Required action: Rewrite the rule report passage from "FDA did not" to "551 et seq.", replacing "executive orders" with "Executive Orders".

Text shown:
== Segment start ==

No. 118-5, div. B, title III, 137 Stat 31 (June 3, 2023)
Section 270 of the Administrative Pay-As-You-Go-Act of 2023 amended 5 U.S.C. § 801(a)(2)(A) to require GAO to assess agency compliance with the Act, which establishes requirements for administrative actions that affect direct spending, in GAO’s major rule reports. In guidance to Executive Branch agencies, issued on September 1, 2023, the Office of Management and Budget (OMB) instructed that agencies should include a statement explaining that either: “the Act does not apply to this rule because it does not increase direct spending; the Act does not apply to this rule because it meets one of the Act’s exemptions (and specifying the relevant exemption); the OMB Director granted a waiver of the Act’s requirements pursuant to section 265(a)(1) or (2) of the Act; or the agency has submitted a notice or written opinion to the OMB Director as required by section 263(a) or (b) of the Act” in their submissions of rules to GAO under the Congressional Review Act. OMB, Memorandum for the Heads of Executive Departments and Agencies, Subject: Guidance for Implementation of the Administrative Pay-As-You-Go Act of 2023, M-23-21 (Sept. 1, 2023), at 11–12. OMB also states that directives in the memorandum that supplement the requirements in the Act do not apply to proposed rules that have already been submitted to the Office of Information and Regulatory Affairs, however agencies must comply with any applicable requirements of the Act before finalizing such rules.
FDA did not discuss the Administrative Pay-As-You-Go Act of 2023 in this final rule.
(v) Other relevant information or requirements under acts and executive orders
Administrative Procedure Act, 5 U.S.C. §§ 551 et seq.
According to FDA, this final rule is appropriate for direct final rulemaking because it includes only noncontroversial amendments, and it anticipates that it will not receive significant adverse comments. FDA stated that if it receives any significant adverse comments, it intends to withdraw the final rule before its effective date by publication of a notice in the Federal Register. FDA also stated that it has published a companion proposed rule proposing to amend its regulations and revoke prior-sanctioned uses of PHOs to conform with the current state of scientific knowledge regarding the public health risks of PHOs. 88 Fed. Reg. 53827 (Aug. 9, 2023). FDA explained that the companion proposed rule provides a procedural framework within which the rule may be finalized if the direct final rule is withdrawn because of any significant adverse comments. FDA also noted that any comments received in response to the companion proposed rule will be considered as comments regarding the direct final rule.

== Segment end ==

Dataset extract:
== Segment start ==

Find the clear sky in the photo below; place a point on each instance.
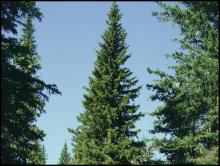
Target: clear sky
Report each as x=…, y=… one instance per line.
x=67, y=39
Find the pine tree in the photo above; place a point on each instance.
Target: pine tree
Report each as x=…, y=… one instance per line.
x=65, y=156
x=106, y=134
x=38, y=156
x=189, y=114
x=22, y=92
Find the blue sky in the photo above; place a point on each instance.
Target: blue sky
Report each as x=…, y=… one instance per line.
x=67, y=39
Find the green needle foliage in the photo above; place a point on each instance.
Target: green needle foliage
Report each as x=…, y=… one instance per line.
x=23, y=94
x=65, y=156
x=106, y=134
x=38, y=156
x=189, y=114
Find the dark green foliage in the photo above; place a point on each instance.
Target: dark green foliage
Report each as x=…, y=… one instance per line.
x=37, y=156
x=22, y=96
x=106, y=134
x=190, y=96
x=65, y=156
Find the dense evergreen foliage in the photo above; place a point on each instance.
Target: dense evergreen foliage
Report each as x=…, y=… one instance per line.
x=188, y=117
x=22, y=92
x=106, y=134
x=190, y=113
x=65, y=156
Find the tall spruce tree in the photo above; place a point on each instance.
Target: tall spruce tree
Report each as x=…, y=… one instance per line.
x=22, y=92
x=106, y=134
x=64, y=156
x=189, y=114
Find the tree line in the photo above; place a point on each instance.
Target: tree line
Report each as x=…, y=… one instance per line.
x=188, y=117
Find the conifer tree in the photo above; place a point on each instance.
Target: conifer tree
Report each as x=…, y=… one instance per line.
x=189, y=114
x=65, y=156
x=22, y=92
x=38, y=156
x=107, y=132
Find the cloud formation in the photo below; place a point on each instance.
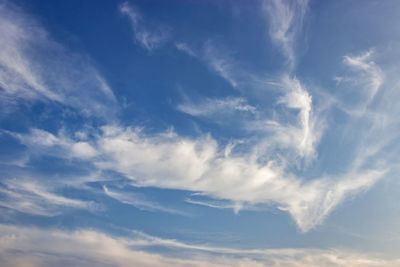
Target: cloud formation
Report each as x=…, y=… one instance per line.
x=35, y=67
x=285, y=23
x=23, y=246
x=170, y=161
x=149, y=36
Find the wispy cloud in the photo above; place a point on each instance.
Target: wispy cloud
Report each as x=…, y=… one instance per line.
x=35, y=67
x=139, y=201
x=149, y=35
x=210, y=107
x=32, y=197
x=23, y=246
x=169, y=161
x=285, y=23
x=370, y=75
x=217, y=59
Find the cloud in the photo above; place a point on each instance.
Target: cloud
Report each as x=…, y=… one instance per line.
x=371, y=76
x=285, y=22
x=210, y=107
x=217, y=59
x=149, y=36
x=167, y=160
x=23, y=246
x=28, y=195
x=299, y=132
x=139, y=201
x=34, y=67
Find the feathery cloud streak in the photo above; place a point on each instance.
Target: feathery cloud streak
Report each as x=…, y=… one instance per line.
x=35, y=67
x=23, y=246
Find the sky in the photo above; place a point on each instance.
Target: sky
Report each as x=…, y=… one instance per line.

== Segment end ==

Answer for this exercise:
FDA did not discuss the Administrative Pay-As-You-Go Act of 2023 in this final rule.
(v) Other relevant information or requirements under acts and Executive Orders
Administrative Procedure Act, 5 U.S.C. §§ 551 et seq.